→ **练习 a**
统计下方数据行中包含单词“window”的行数，只给出这个数字。

• • • •

简介

本文是翻译Triplet Loss and Online Triplet Mining in TensorFlow而来。

第一次尝试独自翻译外文博客，不通顺的地方多见谅。

原作者写这个博客一开始是因为有人在stackflow提了一个问题问，“TensorFlow怎么实现三元组损失？”原作者便在下面给出了回答，“计算三元组并不困难，困难在于怎么挖掘得到三元组”，提问者问了原作者是否有博客能提供参考。时隔两年，在前两个月，原作者发布了这篇博客。

接下来，开始正文，正文中的“我”是指原作者。

引言

在人脸识别中，三元组损失被用来学习好的脸部嵌入矩阵（或“编码矩阵”）。如果你对三元组损失不太熟悉，你应该先从吴恩达的深度学习课程了解学习一下。

众所周知，三元组损失是难以实现的，特别是在添加了使用TensorFlow构建计算图这个约束。

在这篇博客中，我将定义三元组损失和取样得到三元组的不同策略。然后，我将解释如何正确地在TensorFlow中实现在线挖掘得到三元组损失。

大约在两年前，我在Reminiz实习，做人脸识别。我在stackoverflow上回答了一个关于在TensorFlow中实现三元组损失的问题。我得出的结论：

显然，在Tensorflow中实现三元组损失是很困难的，而且有很多方法可以使它比在python中进行采样更有效，但是解释它们需要一个完整的博客！

两年后了，我们开始吧。

所有的代码都可以在这个github库中找到。

三元组损失与三元组在线挖掘

为什么不使用softmax？

Google的一篇论文“FaceNet: A Unified Embedding for Face Recognition and Clustering”介绍了人脸识别的三元组损失。他们描述了一种使用在线挖掘三元组来训练脸部嵌入矩阵的新方法，这将在下一节中讨论。

• • • •

→ **练习 b**
列出这篇关于三元组损失的文章中的全部小标题。

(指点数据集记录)
• • • •

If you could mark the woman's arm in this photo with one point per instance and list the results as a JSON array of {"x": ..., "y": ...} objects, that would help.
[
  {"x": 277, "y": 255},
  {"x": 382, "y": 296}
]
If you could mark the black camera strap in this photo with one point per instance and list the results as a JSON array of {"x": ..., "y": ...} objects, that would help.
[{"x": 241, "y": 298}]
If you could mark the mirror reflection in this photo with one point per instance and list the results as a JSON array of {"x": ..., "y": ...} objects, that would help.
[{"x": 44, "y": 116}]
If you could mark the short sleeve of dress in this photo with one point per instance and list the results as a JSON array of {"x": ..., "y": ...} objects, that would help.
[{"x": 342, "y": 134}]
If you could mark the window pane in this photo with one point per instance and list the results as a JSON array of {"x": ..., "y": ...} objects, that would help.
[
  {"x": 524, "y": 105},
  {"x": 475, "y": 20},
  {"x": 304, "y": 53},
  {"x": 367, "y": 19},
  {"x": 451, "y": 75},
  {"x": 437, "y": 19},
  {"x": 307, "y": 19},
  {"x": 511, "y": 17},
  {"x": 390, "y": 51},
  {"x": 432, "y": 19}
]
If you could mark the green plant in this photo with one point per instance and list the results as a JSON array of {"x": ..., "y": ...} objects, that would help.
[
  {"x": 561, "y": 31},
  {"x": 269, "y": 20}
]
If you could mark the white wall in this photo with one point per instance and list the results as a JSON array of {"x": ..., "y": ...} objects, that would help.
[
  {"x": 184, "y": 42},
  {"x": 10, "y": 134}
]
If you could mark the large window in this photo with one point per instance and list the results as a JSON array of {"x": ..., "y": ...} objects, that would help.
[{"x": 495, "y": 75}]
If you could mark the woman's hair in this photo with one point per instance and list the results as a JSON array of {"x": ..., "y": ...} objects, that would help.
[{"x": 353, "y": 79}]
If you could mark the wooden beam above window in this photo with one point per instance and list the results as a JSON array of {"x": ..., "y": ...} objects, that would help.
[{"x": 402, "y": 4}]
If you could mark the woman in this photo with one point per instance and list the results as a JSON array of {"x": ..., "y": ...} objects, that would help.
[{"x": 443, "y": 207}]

• • • •

→ **作答 a**
3

→ **作答 b**
简介；引言；三元组损失与三元组在线挖掘；为什么不使用softmax？